• Sélection
◇ ◇ ◇ ◇ ◇

L’évangile du dimanche 4 août

Jean 6.24-35 – Les vrais et les faux signes

Introduction

La semaine dernière, nous avons lu la multiplication des pains au début de ce chapitre 6 et nous nous sommes arrêtés sur le verset qui dit que certains ont voulu se saisir de Jésus pour le faire roi, mais que ce dernier s’est retiré, seul dans la montagne.

Dans la nuit, les disciples traversent le lac sur un bateau et Jésus les rejoint en marchant sur l’eau. Lorsque la foule apprend que Jésus a traversé le lac, des hommes font de même pour le suivre. Leur rencontre permet à Jésus de tenir son discours sur le pain de vie qui parcourt toute la suite du chapitre.

Points d’exégèse

Attention sur deux points.

Titre : Le signe du pain

Notre texte joue sur la tension entre le pain que la foule a mangé lorsqu’elle avait faim et que Jésus a nourri avec cinq pains d’orge et deux poissons, et le pain qui vient du ciel. Le propre de la démarche spirituelle est de voir l’enseignement que l’on peut tirer des événements de la vie.

En français, on dit qu’on gagne son pain, mais la démarche de foi consiste à poser un regard spirituel sur le pain qu’on gagne.

Titre : La nourriture qui vient du ciel

Le verset fait le lien avec la manne : il leur donna à manger du pain venu du ciel. C’est une citation de deux Psaumes qui font une relecture de l’exode qui est au fondement de l’histoire, de l’éthique et de la foi du judaïsme (Ps 78.24, 105.40). Ces deux Psaumes jouent sur l’opposition entre les signes posés par le Seigneur et les infidélités du peuple. Cette tension traverse ce chapitre de l’évangile de Jean qui nous interroge sur notre propre fidélité.

◇ ◇ ◇ ◇ ◇

• Données disponibles

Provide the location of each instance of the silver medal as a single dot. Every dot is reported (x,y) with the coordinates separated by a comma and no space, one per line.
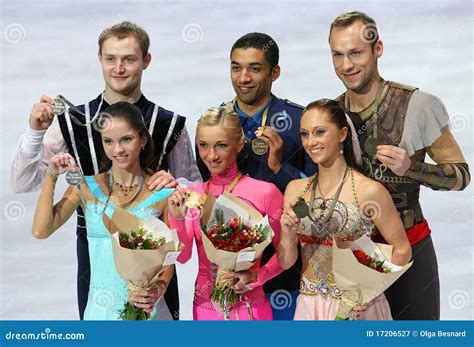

◇ ◇ ◇ ◇ ◇

• Objectifs
(A) D'après la sélection, avec quoi Jésus a-t-il nourri la foule qui avait faim ?
(B) Selon la sélection, de quoi l'exode est-il au fondement dans le judaïsme ? Donnez la liste complète.
(C) Reproduisez le passage de la sélection compris entre « L’évangile du dimanche » et « sur deux points. », ces deux limites incluses.

• Les solutions
(A) Avec cinq pains d'orge et deux poissons.

(B) L'histoire, l'éthique et la foi du judaïsme.

(C)
L’évangile du dimanche 4 août

Jean 6.24-35 – Les vrais et les faux signes

Introduction

La semaine dernière, nous avons lu la multiplication des pains au début de ce chapitre 6 et nous nous sommes arrêtés sur le verset qui dit que certains ont voulu se saisir de Jésus pour le faire roi, mais que ce dernier s’est retiré, seul dans la montagne.

Dans la nuit, les disciples traversent le lac sur un bateau et Jésus les rejoint en marchant sur l’eau. Lorsque la foule apprend que Jésus a traversé le lac, des hommes font de même pour le suivre. Leur rencontre permet à Jésus de tenir son discours sur le pain de vie qui parcourt toute la suite du chapitre.

Points d’exégèse

Attention sur deux points.